» YOUR TASK
Extend the piece below on VCF and other genomic variant file formats, picking up right after its final paragraph.

BEGIN EXTRACTED TEXT

When VCF came out, I thought it was brilliant – and it is – because it’s simple. A few mandatory fields are listed, followed by an info field into which everything and anything can be crammed. (See here for a few examples.) While I love the mandatory fields, I don’t think they’ve gone quite far enough. I’d have tossed in a few more fields in that category, such as individual read qualities, total coverage, number of times the variant was called with confidence… you get the idea. Anyhow, as far as formats go, it really isn’t that bad. The part that annoys me is the lack of enforced fields in the info. By going this route, they’ve created a format with infinite flexibility and extensibility.  For the most part, I support that.

Infinite flexibility, however, can also be extended to infinite abuse. I am waiting to see the first time someone sends me a file that has 2k characters in the info field on the each line, and not a single useful piece of information in it.  It hasn’t happened yet, but given the plethora of stuff people are now jamming in to VCFs, it’s just a matter of time.

In fact, I’ve been working with the Complete Genomics data (second hand, since a co-worker has been processing it, and I’m not sure how much it has been processed) for much of this week. I’ll be thrilled to see this incredible volume of genomic data in both cancers and normals appear in my database, once the import is complete.  With the first import running when I left for the day, there’s a good chance it’ll be in pretty soon.  Unfortunately, not all of the information I’d like was in it. The format is similar to VCF in spirit, but a bit different in style. All in all, it’s not bad (albeit incredibly confusing when my co-worker provided the documentation somewhat second hand, and left out all the gooey bits that are necessary to actually interpret the file), but even here, there were issues with insufficient information.  The files had to be massaged a bit to get all of the information we needed.  (Although, really, with an expected ~270 Million variants called for these data sets, complaining about a lack of information really needs to be kept in perspective!)

END EXTRACTED TEXT
BEGIN SUPPLIED MATERIAL

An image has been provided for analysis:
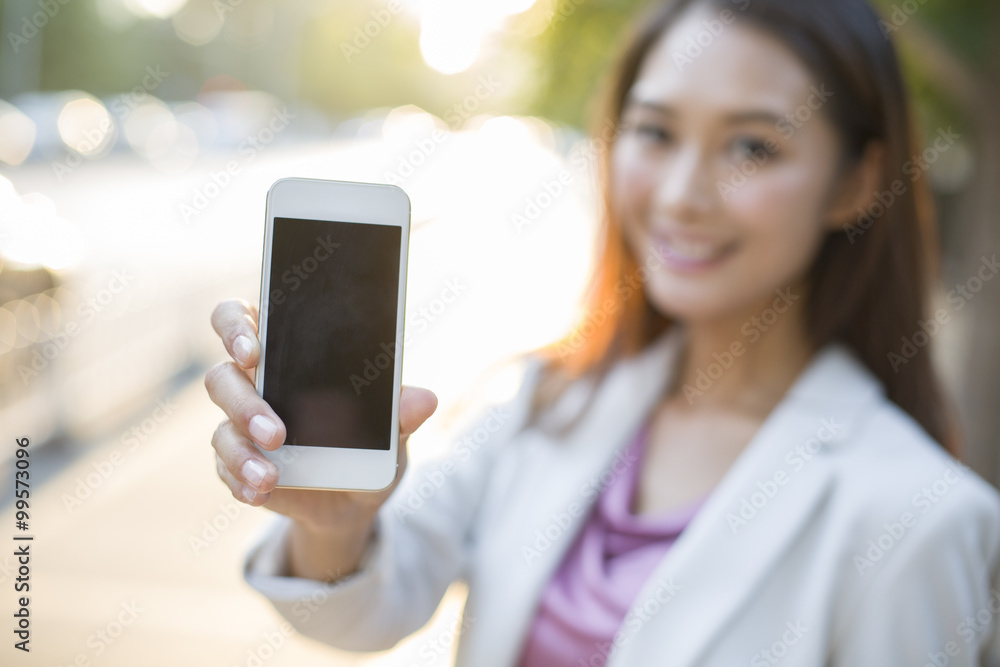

END SUPPLIED MATERIAL

» RESPONSE TO THIS EXERCISE
I have to say, however, of all my favorite variant formats, my favorite this week is the varfilter SAM from Samtools. It’s a pain in the ass with its cryptic quality data at the end, but that is what makes it easily the most informative – and self-checking. Consider the following “invalid” line:

1       19154656        T       A       22      22      30      3     ,.^?n   "%@

In it, the T and A signify a T->A variant. The quality markers, (,.^?n) tell you what was found at that position ( “,” and “.” are reference bases of different quality, and the “n” tells you that one indeterminate poor quality base with no call.  I’ll admit, I don’t actually know what the “^?” part means.)  which allows you to figure out what evidence was used to make this call…  which turns out to be none whatsoever.  It’s a bad snp call. If that information hadn’t been there, I’d have had to blindly accept the above snp into my analysis, and there would be no way to verify the integrity of the snp caller. (Which seems to be poor, since the example above came from an actual varfilter file and lines like this are frequently found in other datasets as well, regardless of the snp caller used as far as I am aware.)

In a properly done snp call, you would expect to see a quality that looks more like “.,.,.aAAaa” which would tell you that 5 reference bases (the dots and commas describing the reference T’s in the example above) and 5 A’s were found, confirming the base call.  Now THAT’s useful information, easily interpreted, and easily parsed.  With VCF, that information might or might not be included – and is completely absent in Complete Genomics files and optional in VCF files.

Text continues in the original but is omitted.